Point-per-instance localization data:
================================
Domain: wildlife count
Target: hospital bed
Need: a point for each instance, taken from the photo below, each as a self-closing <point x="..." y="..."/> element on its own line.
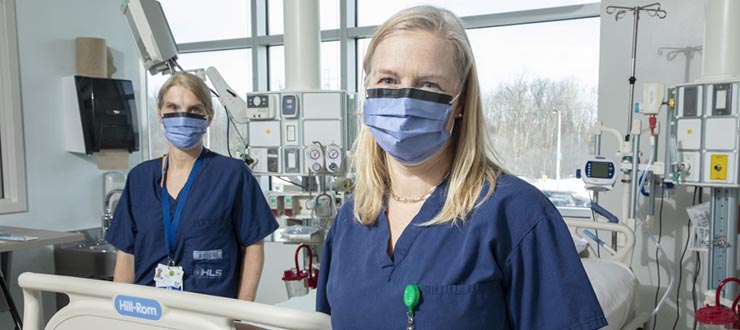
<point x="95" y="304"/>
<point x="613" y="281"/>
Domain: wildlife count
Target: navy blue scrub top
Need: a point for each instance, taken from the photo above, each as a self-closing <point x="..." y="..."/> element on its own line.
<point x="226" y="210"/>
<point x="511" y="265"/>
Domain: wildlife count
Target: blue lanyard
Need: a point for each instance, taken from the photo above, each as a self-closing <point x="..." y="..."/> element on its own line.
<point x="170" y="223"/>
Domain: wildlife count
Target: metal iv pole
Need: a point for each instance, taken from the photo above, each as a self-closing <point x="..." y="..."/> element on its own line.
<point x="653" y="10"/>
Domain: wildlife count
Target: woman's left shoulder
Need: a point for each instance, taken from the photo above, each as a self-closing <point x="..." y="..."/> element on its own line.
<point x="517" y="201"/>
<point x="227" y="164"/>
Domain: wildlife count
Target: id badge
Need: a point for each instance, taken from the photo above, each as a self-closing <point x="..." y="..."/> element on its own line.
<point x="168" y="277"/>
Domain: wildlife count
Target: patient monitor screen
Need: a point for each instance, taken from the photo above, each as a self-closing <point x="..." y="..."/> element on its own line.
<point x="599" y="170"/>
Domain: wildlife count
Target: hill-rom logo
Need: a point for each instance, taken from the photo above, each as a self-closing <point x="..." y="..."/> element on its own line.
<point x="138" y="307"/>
================================
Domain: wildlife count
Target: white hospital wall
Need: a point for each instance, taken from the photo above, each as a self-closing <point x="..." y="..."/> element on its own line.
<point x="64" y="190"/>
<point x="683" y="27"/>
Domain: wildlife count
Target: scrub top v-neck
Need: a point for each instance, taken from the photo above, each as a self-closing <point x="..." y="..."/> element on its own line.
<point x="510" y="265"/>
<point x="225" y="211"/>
================================
TO DO:
Give back, word for word, only the lines above from the line holding "Target: patient monitor screen" to the line holding "Target: hill-rom logo", both included.

RESULT FOR THIS TASK:
Target: patient monitor screen
Need: a point for each instance, taken from the photo above, each as a self-closing <point x="..." y="..."/> element on its own line.
<point x="599" y="170"/>
Domain: wildlife count
Target: hill-rom logo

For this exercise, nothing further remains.